** START OF Extracted data **
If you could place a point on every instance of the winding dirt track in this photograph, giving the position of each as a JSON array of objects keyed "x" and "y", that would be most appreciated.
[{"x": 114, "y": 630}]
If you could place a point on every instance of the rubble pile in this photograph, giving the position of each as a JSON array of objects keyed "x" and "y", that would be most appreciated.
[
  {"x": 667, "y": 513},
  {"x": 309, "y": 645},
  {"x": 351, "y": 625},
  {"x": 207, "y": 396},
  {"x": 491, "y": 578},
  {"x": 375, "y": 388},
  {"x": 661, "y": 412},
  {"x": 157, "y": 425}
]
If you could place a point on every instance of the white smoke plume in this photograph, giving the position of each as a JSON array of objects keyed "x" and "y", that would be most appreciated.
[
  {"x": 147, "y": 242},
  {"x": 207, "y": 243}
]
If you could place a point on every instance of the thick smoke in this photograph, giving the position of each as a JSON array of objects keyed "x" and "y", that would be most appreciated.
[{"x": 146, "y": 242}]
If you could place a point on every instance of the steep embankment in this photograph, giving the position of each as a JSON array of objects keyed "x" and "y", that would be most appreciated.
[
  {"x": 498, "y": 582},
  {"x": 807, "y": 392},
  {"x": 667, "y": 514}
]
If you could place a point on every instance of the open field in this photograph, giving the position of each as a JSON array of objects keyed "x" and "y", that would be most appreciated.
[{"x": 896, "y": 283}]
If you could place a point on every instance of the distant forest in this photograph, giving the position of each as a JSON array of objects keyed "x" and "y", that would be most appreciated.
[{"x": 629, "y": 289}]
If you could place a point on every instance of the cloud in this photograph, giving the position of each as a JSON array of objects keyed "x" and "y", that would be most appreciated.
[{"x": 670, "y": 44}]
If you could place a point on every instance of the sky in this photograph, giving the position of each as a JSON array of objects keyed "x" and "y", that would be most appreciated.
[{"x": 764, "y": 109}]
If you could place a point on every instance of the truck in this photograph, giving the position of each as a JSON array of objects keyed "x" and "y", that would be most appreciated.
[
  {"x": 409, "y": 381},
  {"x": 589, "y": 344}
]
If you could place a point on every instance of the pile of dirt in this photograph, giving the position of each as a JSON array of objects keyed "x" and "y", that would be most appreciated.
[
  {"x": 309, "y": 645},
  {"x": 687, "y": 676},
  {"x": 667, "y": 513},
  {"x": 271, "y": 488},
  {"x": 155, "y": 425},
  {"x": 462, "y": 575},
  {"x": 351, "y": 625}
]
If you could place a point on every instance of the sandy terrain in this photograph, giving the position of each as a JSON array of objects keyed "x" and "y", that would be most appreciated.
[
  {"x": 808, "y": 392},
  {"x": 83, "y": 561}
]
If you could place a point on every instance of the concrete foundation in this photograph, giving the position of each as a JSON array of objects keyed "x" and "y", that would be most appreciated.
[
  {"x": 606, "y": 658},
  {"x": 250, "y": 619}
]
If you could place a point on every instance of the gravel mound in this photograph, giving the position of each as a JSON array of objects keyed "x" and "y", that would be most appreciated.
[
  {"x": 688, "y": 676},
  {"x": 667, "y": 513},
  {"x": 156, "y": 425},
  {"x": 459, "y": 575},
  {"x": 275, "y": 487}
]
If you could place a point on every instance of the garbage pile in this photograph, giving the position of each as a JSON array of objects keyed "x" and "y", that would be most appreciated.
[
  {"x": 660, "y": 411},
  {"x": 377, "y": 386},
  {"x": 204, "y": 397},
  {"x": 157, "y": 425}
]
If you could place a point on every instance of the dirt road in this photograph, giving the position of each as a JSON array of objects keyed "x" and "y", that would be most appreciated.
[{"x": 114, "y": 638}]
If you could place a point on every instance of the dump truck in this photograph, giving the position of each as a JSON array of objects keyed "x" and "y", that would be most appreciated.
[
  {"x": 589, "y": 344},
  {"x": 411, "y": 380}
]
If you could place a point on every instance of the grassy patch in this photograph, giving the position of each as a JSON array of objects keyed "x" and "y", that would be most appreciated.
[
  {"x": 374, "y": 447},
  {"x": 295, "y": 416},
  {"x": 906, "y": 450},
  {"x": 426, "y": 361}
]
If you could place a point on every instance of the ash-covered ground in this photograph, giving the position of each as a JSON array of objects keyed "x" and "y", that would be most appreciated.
** END OF Extracted data **
Requirements -
Write out the complete set of records exactly as given.

Output for this exercise -
If you could place a point on every instance of the winding dirt track in this photograph, giving the position of each as a JSON array of objects keyed "x" and "y", that would be most appreciated.
[{"x": 114, "y": 630}]
If you could place a point on every instance of the rubble pile in this photograph, giving the position of each as a JSON array of objects keyed "x" and "y", that would be most appreciated.
[
  {"x": 667, "y": 513},
  {"x": 309, "y": 645},
  {"x": 351, "y": 625},
  {"x": 207, "y": 396},
  {"x": 491, "y": 578},
  {"x": 375, "y": 388},
  {"x": 661, "y": 412},
  {"x": 157, "y": 425}
]
If you could place a point on every instance of the white smoke plume in this photograph, giving the position of each as a JSON array of objects keyed "x" and "y", that would be most appreciated.
[
  {"x": 147, "y": 242},
  {"x": 207, "y": 243}
]
If you could place a point on every instance of the thick smoke in this photograph, giving the position of each as a JSON array of objects keyed "x" and "y", that would be most appreciated.
[{"x": 146, "y": 242}]
If you could place a point on every instance of the steep embankment in this photograph, giving the position of each as a JSON array of objects keyed "x" and "y", that would be most appreciated.
[
  {"x": 498, "y": 582},
  {"x": 807, "y": 392},
  {"x": 667, "y": 514}
]
If you could place a point on every instance of the open field in this photograph, giving the position of each as a JSON array of objects keyed "x" and "y", that would be most appreciated.
[{"x": 896, "y": 283}]
If you could place a point on every instance of the distant forest in this photograph, giving the position of each as a JSON array of objects keyed "x" and "y", that would be most appreciated.
[{"x": 629, "y": 289}]
If you could place a point on every instance of the cloud in this photograph, giving the position of each as a JSON array of objects keyed "x" and "y", that would be most appreciated.
[{"x": 670, "y": 44}]
If you could place a point on every instance of the sky in this photograph, giving the position of each as a JSON array of objects keyed "x" and "y", that would be most appreciated.
[{"x": 764, "y": 109}]
If you could place a point on every instance of the truck in this photograph, giving the position of each as a JSON array of objects keyed "x" and "y", that would be most appreciated.
[
  {"x": 409, "y": 381},
  {"x": 589, "y": 344}
]
If you could place a point on every instance of the pile of dirt in this photograph, giving the position of each as a JSON array of objects keyed "x" and "y", that would be most appreciated.
[
  {"x": 309, "y": 645},
  {"x": 687, "y": 676},
  {"x": 667, "y": 513},
  {"x": 271, "y": 488},
  {"x": 155, "y": 425},
  {"x": 462, "y": 575},
  {"x": 351, "y": 625}
]
If you could place a point on every instance of the sandy terrain in this photograph, giving the position of each as a JSON array of objects keyed "x" and "y", that would be most appreciated.
[
  {"x": 808, "y": 392},
  {"x": 83, "y": 561}
]
If you could place a point on every instance of the concrete foundation in this photograph, giving the position of each as a JSON array of objects keyed "x" and "y", that would be most appreciated.
[
  {"x": 606, "y": 658},
  {"x": 250, "y": 619}
]
If you could place a point on every instance of the gravel mound in this photograph, giving the position of each as a JSON array of objects keyed "x" and "y", that would be most appreciated.
[
  {"x": 688, "y": 676},
  {"x": 667, "y": 513},
  {"x": 156, "y": 425},
  {"x": 459, "y": 575},
  {"x": 275, "y": 487}
]
If you could place a point on every instance of the garbage pile in this photograph, giving the position of each as a JSON array of objects keyed "x" and "y", that would be most appreciated.
[
  {"x": 660, "y": 411},
  {"x": 377, "y": 386},
  {"x": 204, "y": 397},
  {"x": 157, "y": 425}
]
If you could place a point on every instance of the dirt road in this photograph, giving the position of each as a JSON array of objects keyed "x" and "y", that would be most appreciated.
[{"x": 114, "y": 638}]
If you could place a point on every instance of the dump truck in this photograph, giving the position of each as a JSON array of objects keyed "x" and "y", that would be most appreciated.
[
  {"x": 589, "y": 344},
  {"x": 411, "y": 380}
]
If you could place a point on every instance of the grassy patch in this photograph, giving the position of each as a JSON array of objects keyed "x" and "y", that would be most appreciated.
[
  {"x": 374, "y": 447},
  {"x": 295, "y": 416},
  {"x": 906, "y": 450},
  {"x": 426, "y": 361}
]
If you could place a point on every instance of the ash-covered ground in this photograph, giving the position of each as a JSON array of objects keyed "x" and "y", that would be most appreciated.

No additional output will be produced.